The problem: Reproduce every entry below precisely; do not include the pictures.

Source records
※

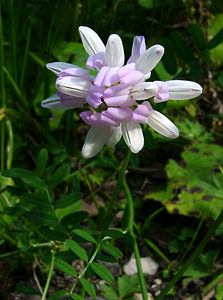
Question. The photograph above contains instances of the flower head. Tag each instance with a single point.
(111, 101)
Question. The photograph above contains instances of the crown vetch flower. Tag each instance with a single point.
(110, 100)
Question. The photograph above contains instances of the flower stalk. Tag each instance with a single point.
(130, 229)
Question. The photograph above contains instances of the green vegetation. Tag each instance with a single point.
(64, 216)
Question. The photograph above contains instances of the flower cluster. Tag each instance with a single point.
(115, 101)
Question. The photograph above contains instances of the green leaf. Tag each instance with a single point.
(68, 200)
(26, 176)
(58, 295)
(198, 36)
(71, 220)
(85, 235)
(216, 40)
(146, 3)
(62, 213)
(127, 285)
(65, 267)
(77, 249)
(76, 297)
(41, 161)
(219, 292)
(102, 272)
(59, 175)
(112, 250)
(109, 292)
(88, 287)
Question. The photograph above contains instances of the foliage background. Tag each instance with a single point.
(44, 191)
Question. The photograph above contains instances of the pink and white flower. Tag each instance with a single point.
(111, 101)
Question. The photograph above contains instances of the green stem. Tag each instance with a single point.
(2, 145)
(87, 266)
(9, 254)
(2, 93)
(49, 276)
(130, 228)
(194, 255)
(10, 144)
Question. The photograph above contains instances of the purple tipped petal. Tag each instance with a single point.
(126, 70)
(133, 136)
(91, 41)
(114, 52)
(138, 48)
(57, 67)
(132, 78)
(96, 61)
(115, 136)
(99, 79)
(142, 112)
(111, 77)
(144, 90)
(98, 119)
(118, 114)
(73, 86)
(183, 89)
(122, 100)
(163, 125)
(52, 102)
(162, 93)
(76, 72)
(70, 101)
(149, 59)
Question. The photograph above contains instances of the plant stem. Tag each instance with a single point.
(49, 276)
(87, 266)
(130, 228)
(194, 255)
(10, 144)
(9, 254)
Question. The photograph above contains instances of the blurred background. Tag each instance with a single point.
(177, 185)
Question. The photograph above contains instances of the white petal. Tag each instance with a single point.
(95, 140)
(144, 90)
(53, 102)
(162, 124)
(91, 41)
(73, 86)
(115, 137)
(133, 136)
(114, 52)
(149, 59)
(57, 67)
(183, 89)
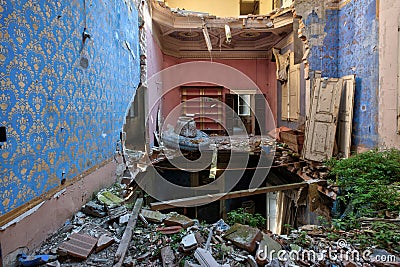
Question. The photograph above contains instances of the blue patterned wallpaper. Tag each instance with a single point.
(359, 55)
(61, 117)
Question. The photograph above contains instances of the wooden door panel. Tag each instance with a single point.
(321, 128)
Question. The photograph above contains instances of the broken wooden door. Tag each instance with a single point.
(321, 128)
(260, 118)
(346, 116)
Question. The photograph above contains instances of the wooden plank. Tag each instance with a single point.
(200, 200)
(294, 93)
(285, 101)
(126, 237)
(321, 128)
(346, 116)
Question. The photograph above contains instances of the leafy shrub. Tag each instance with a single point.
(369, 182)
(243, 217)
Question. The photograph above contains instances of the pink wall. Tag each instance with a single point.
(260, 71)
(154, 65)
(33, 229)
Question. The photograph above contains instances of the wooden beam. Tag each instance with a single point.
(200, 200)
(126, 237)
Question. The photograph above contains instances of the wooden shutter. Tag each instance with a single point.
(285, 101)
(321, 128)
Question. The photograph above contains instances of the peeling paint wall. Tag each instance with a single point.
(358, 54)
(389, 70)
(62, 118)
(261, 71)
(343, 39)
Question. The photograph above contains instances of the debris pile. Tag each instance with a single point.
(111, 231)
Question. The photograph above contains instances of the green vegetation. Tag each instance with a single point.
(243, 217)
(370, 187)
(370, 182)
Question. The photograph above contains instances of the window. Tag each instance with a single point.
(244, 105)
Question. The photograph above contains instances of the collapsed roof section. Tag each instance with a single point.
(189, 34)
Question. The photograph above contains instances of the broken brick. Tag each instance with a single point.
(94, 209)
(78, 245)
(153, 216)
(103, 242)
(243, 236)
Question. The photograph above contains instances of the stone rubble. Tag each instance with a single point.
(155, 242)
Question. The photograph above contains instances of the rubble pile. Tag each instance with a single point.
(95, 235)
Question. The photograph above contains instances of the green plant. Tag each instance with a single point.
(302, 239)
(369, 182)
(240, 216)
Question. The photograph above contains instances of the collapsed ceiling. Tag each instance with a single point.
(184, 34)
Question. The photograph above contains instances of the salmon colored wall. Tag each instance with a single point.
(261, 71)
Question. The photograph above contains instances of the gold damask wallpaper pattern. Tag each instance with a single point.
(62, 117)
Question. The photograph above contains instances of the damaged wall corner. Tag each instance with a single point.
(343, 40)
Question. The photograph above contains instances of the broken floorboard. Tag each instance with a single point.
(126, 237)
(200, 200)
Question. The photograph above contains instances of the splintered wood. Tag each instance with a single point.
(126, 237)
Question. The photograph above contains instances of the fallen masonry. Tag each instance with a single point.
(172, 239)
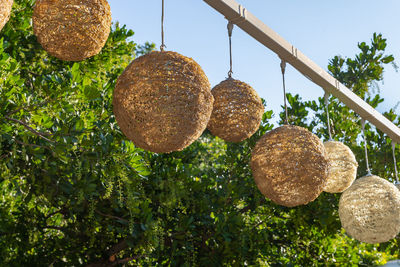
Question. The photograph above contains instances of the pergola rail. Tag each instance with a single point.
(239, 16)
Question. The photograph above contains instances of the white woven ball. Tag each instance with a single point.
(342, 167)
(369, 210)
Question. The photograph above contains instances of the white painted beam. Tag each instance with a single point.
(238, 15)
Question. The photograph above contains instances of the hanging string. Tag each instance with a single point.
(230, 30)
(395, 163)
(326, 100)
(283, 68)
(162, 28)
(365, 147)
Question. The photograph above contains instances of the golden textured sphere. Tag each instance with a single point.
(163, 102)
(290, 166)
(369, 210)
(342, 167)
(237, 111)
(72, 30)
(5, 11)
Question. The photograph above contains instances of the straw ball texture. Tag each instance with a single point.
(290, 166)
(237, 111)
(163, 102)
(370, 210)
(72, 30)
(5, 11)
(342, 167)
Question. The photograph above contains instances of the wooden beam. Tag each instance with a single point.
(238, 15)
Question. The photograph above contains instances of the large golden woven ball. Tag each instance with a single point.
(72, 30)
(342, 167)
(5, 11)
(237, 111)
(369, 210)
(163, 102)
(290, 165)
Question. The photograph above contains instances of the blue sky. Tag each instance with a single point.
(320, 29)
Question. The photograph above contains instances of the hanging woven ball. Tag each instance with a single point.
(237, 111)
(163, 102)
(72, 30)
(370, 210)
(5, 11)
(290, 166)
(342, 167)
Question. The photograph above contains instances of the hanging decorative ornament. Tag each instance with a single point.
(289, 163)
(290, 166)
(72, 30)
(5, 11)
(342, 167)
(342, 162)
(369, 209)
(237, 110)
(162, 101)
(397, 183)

※

The output:
Question. The photograph above contains instances of the flower head. Tag each instance with a single point.
(111, 101)
Question. The photograph above contains instances of the crown vetch flower. Tag each instance with a single point.
(110, 100)
Question. The photograph above contains instances of the flower stalk. Tag each instance with a single point.
(130, 229)
Question. The photograph above contains instances of the green vegetation. Tag each instance with a single point.
(64, 216)
Question. The photograph above contains instances of the flower cluster. Tag each instance with a single point.
(115, 101)
Question. The photograph above contains instances of the green leaf. Tag each instance with a single point.
(68, 200)
(26, 176)
(58, 295)
(198, 36)
(71, 220)
(85, 235)
(216, 40)
(146, 3)
(62, 213)
(127, 285)
(65, 267)
(77, 249)
(76, 297)
(41, 161)
(219, 292)
(102, 272)
(59, 175)
(112, 250)
(109, 292)
(88, 287)
Question. The photograph above contains instances of the foliage background. Tag each instance with a single point.
(44, 191)
Question. The photograph above contains instances of the pink and white flower. Tag each instance with a single point.
(111, 101)
Question. The photograph above contains instances of the green stem. Tag each instance with a single point.
(2, 145)
(87, 266)
(9, 254)
(2, 93)
(49, 276)
(130, 228)
(194, 255)
(10, 144)
Question. The photograph above contains instances of the purple tipped petal. Tag each instance with a single point.
(126, 70)
(133, 136)
(91, 41)
(114, 52)
(138, 48)
(57, 67)
(132, 78)
(96, 61)
(115, 136)
(99, 79)
(142, 112)
(111, 77)
(144, 90)
(98, 119)
(118, 114)
(73, 86)
(183, 89)
(122, 100)
(163, 125)
(52, 102)
(162, 93)
(76, 72)
(70, 101)
(149, 59)
Question. The photograph above contains instances of the plant stem. Tag each instance with a single point.
(49, 276)
(87, 266)
(130, 228)
(194, 255)
(10, 144)
(9, 254)
Question. The photograph above contains instances of the blurred background. Tag each instance with a single point.
(177, 185)
Question. The photograph above contains instances of the white petal. Tag each instance with a single point.
(95, 140)
(144, 90)
(53, 102)
(162, 124)
(91, 41)
(73, 86)
(115, 137)
(133, 136)
(114, 52)
(149, 59)
(57, 67)
(183, 89)
Question. The photograph above contains instances of the blue patterned wallpaper. Tag each instance with a single point.
(359, 55)
(61, 117)
Question. The photograph above contains instances of the wooden door panel. Tag each instance with a single point.
(321, 128)
Question. The photograph above contains instances of the broken wooden door. Tag each instance with a single point.
(321, 128)
(260, 118)
(346, 116)
Question. The photograph above contains instances of the wooden plank. Tag each instance with a single point.
(200, 200)
(294, 93)
(285, 101)
(126, 237)
(321, 128)
(346, 116)
Question. The photograph above contains instances of the leafy shrub. Tag each instance with a single point.
(369, 182)
(243, 217)
Question. The photograph above contains instances of the pink wall. Tag each instance with a single point.
(260, 71)
(154, 65)
(33, 229)
Question. The photograph above contains instances of the wooden beam. Tag each instance with a single point.
(200, 200)
(126, 237)
Question. The photograph above contains instances of the wooden shutter. Tag each instance with a single point.
(285, 101)
(321, 128)
Question. The photograph above contains instances of the peeling paint wall. Tag each instance with a single point.
(358, 54)
(389, 70)
(62, 118)
(261, 71)
(343, 39)
Question. The photograph above contains instances of the debris pile. Tag each instance with a single point.
(111, 231)
Question. The photograph above contains instances of the green vegetation. Tag each instance with a single point.
(243, 217)
(370, 187)
(370, 182)
Question. The photograph above contains instances of the window. Tag each instance with a single point.
(244, 105)
Question. The photograph above contains instances of the collapsed roof section. Tag each instance with a single point.
(189, 34)
Question. The photograph above contains instances of the broken brick. Tag each instance with a single point.
(94, 209)
(78, 245)
(153, 216)
(103, 242)
(243, 236)
Question. The photograph above contains instances of the stone rubble. Tag each instance with a single point.
(155, 242)
Question. The photograph above contains instances of the rubble pile. Tag each instance with a single point.
(95, 235)
Question. The photograph above contains instances of the green plant. Tag each instance with a single point.
(302, 239)
(369, 182)
(240, 216)
Question. The photograph above contains instances of the collapsed ceiling. Tag each instance with a single point.
(184, 34)
Question. The photograph above contains instances of the salmon colored wall. Tag each instance with a single point.
(261, 71)
Question. The photograph above contains instances of the gold damask wallpaper pattern. Tag each instance with a single point.
(62, 117)
Question. The photograph above contains instances of the damaged wall corner. Tag each instance with a single point.
(343, 40)
Question. The photograph above contains instances of the broken floorboard. Tag each instance with a single point.
(126, 237)
(200, 200)
Question. The photograph above contains instances of the splintered wood. Tag each instance with a single point.
(126, 237)
Question. The photograph above contains instances of the fallen masonry. Tag each instance with a single point.
(172, 239)
Question. The photograph above contains instances of the pergola rail. Tag each instance with a single point.
(239, 16)
Question. The photograph above contains instances of the white woven ball. Tag each instance with a single point.
(342, 167)
(369, 210)
Question. The photograph above contains instances of the white painted beam. Tag each instance with a single point.
(238, 15)
Question. The photograph above contains instances of the hanging string. Tag each instance with a single point.
(230, 30)
(395, 163)
(326, 100)
(283, 68)
(162, 28)
(365, 147)
Question. The photograph above contains instances of the golden textured sphere. Tag each instance with a single point.
(163, 102)
(290, 166)
(369, 210)
(342, 167)
(237, 111)
(72, 30)
(5, 11)
Question. The photograph above contains instances of the straw ball texture. Tag each instance with a single point.
(290, 166)
(237, 111)
(163, 102)
(370, 210)
(72, 30)
(5, 11)
(342, 167)
Question. The photograph above contains instances of the wooden beam. Tag each instance with a single point.
(238, 15)
Question. The photograph above contains instances of the large golden woven ball. Tag each instance with a single point.
(72, 30)
(342, 167)
(5, 11)
(237, 111)
(369, 210)
(163, 102)
(290, 165)
Question. The photograph above contains instances of the blue sky. Tag each instance with a single point.
(320, 29)
Question. The photograph above contains instances of the hanging woven ball. Tag each instance with a single point.
(237, 111)
(163, 102)
(72, 30)
(370, 210)
(5, 11)
(290, 166)
(342, 167)
Question. The photograph above contains instances of the hanging decorative ornament. Tag each instance with a single point.
(289, 163)
(290, 166)
(72, 30)
(5, 11)
(342, 167)
(342, 162)
(369, 209)
(237, 110)
(162, 101)
(397, 183)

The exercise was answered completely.